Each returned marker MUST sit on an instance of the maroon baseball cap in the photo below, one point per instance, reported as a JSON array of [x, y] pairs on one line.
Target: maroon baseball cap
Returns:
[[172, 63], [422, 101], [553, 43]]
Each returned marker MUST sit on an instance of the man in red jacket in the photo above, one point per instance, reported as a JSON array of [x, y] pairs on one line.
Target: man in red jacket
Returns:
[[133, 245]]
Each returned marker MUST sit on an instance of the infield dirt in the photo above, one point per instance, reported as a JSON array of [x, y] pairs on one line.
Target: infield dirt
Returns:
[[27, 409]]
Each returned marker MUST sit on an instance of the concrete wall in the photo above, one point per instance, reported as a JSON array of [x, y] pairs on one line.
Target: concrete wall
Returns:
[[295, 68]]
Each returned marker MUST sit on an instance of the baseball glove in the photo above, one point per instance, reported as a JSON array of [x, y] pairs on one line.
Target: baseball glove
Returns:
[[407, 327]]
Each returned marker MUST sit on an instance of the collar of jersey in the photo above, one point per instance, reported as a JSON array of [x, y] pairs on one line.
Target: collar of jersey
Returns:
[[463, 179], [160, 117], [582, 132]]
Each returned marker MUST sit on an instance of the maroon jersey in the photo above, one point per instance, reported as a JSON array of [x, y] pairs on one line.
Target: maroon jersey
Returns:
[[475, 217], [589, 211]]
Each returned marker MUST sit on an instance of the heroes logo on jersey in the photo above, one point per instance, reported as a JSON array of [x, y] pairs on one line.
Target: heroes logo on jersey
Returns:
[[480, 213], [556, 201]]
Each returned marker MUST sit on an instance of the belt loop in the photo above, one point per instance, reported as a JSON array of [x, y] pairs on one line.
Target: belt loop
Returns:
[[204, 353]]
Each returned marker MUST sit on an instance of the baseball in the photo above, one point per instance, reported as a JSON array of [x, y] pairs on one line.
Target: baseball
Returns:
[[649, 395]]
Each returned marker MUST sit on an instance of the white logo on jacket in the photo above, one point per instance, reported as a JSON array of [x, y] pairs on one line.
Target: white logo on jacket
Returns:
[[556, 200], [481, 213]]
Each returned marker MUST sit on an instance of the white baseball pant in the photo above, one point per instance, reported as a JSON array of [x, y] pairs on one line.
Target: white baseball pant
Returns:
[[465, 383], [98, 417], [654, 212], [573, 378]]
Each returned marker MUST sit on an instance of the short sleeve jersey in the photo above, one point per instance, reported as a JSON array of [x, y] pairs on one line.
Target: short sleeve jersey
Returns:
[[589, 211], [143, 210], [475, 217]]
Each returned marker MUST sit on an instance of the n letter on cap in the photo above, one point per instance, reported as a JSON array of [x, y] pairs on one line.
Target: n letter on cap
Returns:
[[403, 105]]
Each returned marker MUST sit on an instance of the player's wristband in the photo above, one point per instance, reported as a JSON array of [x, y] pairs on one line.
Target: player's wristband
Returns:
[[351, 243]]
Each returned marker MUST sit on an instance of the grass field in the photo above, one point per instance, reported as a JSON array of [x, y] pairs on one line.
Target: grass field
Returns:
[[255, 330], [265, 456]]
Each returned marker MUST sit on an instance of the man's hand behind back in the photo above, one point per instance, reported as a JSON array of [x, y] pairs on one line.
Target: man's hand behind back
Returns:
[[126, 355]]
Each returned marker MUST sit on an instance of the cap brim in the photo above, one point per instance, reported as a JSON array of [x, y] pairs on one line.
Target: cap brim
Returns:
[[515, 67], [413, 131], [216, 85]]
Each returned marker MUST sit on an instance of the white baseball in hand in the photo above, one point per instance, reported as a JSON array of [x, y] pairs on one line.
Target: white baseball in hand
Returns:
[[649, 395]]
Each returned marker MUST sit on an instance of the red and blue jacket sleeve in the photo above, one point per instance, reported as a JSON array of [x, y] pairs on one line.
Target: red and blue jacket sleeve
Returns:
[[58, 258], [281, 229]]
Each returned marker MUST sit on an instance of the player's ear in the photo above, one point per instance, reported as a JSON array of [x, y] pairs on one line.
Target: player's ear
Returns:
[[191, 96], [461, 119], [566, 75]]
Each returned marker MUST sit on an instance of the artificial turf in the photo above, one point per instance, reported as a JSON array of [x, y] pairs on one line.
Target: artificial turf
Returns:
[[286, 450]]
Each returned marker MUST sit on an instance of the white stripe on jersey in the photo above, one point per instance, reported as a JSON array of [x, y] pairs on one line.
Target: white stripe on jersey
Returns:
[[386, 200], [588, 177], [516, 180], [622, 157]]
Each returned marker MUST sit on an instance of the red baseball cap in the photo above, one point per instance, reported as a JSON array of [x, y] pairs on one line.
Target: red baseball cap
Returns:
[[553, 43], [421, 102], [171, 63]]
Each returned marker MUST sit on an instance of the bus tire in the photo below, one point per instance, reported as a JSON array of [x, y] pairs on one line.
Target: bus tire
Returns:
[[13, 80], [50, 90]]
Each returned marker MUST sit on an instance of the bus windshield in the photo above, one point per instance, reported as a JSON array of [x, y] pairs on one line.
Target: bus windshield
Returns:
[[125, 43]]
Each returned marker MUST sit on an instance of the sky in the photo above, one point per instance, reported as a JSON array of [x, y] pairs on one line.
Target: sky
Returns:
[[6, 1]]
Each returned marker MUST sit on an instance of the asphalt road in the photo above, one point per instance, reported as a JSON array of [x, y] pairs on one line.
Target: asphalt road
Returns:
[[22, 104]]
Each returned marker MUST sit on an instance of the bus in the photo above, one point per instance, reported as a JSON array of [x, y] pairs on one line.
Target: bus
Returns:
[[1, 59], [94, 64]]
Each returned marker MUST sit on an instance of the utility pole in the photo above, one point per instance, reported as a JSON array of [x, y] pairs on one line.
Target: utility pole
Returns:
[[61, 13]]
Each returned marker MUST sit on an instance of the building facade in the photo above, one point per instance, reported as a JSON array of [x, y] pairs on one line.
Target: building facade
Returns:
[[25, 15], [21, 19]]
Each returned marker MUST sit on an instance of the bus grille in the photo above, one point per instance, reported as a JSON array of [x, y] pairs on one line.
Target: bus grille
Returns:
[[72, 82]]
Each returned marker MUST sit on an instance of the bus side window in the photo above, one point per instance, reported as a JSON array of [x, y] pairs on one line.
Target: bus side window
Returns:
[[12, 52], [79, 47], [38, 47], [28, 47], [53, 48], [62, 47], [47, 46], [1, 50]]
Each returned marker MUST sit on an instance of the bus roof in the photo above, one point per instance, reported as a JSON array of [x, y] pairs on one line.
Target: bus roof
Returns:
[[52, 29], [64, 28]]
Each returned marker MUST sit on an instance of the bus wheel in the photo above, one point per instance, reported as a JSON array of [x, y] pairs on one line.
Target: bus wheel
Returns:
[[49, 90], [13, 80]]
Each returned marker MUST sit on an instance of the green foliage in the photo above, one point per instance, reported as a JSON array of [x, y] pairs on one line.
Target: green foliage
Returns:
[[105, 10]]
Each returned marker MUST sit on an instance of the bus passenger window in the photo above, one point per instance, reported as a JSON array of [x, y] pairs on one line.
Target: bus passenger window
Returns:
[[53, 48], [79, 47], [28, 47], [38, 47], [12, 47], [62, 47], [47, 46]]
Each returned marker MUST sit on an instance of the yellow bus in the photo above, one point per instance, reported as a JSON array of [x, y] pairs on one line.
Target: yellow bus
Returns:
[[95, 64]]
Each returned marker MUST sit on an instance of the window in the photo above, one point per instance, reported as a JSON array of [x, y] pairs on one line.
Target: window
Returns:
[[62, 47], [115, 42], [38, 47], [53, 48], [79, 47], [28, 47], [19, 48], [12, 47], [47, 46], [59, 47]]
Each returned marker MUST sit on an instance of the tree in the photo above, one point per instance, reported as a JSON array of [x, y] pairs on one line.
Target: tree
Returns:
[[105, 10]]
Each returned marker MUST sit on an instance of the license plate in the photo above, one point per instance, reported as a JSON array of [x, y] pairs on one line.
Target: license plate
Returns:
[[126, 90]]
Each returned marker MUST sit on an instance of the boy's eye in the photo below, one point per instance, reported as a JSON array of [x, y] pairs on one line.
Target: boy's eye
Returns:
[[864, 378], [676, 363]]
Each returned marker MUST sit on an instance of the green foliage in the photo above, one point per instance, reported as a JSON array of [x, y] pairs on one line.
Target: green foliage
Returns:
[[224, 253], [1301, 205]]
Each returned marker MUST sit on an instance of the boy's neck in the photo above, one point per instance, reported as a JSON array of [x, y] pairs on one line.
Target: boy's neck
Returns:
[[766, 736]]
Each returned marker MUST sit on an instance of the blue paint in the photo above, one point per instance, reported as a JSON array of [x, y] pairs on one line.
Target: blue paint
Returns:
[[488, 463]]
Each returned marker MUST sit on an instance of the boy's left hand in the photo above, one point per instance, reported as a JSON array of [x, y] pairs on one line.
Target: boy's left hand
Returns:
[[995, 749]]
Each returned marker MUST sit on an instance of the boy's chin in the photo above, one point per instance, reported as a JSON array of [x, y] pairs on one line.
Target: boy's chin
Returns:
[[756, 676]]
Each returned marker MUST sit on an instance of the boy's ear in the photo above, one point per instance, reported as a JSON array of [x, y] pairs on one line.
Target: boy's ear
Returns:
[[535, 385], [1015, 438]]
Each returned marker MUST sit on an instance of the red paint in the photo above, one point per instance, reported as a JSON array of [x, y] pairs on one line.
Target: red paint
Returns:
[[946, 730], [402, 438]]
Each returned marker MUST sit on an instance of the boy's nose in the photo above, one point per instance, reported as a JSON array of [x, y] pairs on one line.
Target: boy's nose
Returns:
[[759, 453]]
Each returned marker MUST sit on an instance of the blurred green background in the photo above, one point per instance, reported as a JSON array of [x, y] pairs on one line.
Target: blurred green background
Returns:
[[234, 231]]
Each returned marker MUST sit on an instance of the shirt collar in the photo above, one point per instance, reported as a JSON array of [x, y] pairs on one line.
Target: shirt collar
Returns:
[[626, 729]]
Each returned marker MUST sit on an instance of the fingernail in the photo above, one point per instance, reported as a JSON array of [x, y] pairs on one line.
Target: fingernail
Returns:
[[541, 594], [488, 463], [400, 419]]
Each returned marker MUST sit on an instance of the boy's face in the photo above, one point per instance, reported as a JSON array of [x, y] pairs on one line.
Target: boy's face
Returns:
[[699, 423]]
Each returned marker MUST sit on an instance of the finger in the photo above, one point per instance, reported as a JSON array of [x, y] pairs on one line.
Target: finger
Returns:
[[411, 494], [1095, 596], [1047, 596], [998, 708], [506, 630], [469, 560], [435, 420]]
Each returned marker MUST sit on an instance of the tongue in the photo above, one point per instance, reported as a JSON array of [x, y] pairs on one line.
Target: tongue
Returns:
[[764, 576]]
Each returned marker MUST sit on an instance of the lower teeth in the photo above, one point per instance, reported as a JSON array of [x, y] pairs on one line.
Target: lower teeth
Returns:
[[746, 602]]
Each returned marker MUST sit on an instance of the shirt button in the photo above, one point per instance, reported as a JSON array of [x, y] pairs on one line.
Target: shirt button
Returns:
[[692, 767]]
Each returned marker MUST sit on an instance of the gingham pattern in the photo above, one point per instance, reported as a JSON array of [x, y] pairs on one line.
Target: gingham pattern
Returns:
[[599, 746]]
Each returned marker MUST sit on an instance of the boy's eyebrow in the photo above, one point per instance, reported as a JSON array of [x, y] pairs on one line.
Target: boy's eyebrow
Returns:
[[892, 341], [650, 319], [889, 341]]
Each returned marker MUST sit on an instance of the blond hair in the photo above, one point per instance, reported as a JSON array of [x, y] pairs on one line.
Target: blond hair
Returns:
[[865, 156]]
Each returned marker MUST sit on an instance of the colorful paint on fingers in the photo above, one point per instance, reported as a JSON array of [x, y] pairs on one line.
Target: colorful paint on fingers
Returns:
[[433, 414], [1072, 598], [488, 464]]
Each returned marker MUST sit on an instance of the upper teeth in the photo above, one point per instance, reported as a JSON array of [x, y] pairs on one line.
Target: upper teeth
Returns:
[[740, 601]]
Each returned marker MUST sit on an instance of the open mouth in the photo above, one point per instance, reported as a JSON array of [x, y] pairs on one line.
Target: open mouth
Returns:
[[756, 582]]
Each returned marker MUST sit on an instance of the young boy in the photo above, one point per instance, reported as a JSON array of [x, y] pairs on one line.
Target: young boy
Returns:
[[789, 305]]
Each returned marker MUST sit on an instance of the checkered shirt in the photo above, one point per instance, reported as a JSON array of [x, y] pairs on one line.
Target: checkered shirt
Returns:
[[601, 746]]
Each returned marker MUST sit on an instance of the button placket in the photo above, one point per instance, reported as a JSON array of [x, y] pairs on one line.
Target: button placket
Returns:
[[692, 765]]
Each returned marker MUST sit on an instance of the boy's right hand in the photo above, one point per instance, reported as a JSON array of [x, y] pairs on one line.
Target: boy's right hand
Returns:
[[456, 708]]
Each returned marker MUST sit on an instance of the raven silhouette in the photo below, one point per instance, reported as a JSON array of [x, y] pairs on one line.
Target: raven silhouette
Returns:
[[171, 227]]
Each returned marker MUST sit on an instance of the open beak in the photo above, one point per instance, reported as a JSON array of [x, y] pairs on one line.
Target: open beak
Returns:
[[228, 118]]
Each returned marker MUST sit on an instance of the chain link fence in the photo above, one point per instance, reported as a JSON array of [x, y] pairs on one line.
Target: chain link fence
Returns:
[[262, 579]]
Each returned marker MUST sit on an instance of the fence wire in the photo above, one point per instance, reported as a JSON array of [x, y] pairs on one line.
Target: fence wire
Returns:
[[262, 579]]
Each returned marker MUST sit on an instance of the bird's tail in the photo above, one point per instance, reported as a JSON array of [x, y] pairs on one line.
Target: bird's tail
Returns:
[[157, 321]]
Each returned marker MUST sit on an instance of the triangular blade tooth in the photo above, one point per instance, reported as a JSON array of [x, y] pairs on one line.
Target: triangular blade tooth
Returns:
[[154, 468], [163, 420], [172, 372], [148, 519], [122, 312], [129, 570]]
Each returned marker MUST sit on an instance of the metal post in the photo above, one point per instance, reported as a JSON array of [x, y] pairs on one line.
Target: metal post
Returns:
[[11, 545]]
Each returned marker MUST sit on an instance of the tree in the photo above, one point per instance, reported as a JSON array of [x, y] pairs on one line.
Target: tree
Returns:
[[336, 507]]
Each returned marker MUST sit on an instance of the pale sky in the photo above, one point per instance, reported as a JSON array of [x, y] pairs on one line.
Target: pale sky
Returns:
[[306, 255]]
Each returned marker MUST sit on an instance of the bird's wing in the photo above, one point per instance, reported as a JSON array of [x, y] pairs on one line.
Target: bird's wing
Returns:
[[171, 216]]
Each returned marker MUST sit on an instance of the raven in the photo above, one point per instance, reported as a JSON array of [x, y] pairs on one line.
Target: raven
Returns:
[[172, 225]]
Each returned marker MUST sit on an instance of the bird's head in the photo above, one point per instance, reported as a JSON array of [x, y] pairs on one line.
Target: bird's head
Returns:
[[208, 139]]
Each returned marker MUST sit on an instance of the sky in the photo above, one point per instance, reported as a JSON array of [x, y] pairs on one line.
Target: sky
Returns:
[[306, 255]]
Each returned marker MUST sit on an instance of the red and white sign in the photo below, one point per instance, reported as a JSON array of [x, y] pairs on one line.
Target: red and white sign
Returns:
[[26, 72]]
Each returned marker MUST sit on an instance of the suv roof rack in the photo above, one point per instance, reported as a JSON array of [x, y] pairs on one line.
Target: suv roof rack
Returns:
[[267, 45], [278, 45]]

→ EXERCISE OBJECTIVE
Can you put the lines between the one holding "the finger in" and the one holding "[[764, 576]]", inclusive, into a Markdown table with columns Row and Line, leaving out blank lines?

→ FINAL RESULT
| Row | Line |
|---|---|
| 1 | Each returned marker MUST sit on an instance of the finger in the photo above, one point per instance, reported as a JSON array of [x, y] pairs on one line. |
| 2 | Target: finger |
| 3 | Returns: |
| 4 | [[411, 494], [1095, 596], [1047, 596], [998, 708], [506, 630], [469, 560], [435, 420]] |
| 5 | Each returned marker MUST sit on an instance of the tongue in the photo above, one point per instance, reported as a JSON array of [x, y] pairs on one line. |
| 6 | Target: tongue |
| 7 | Returns: |
| 8 | [[764, 576]] |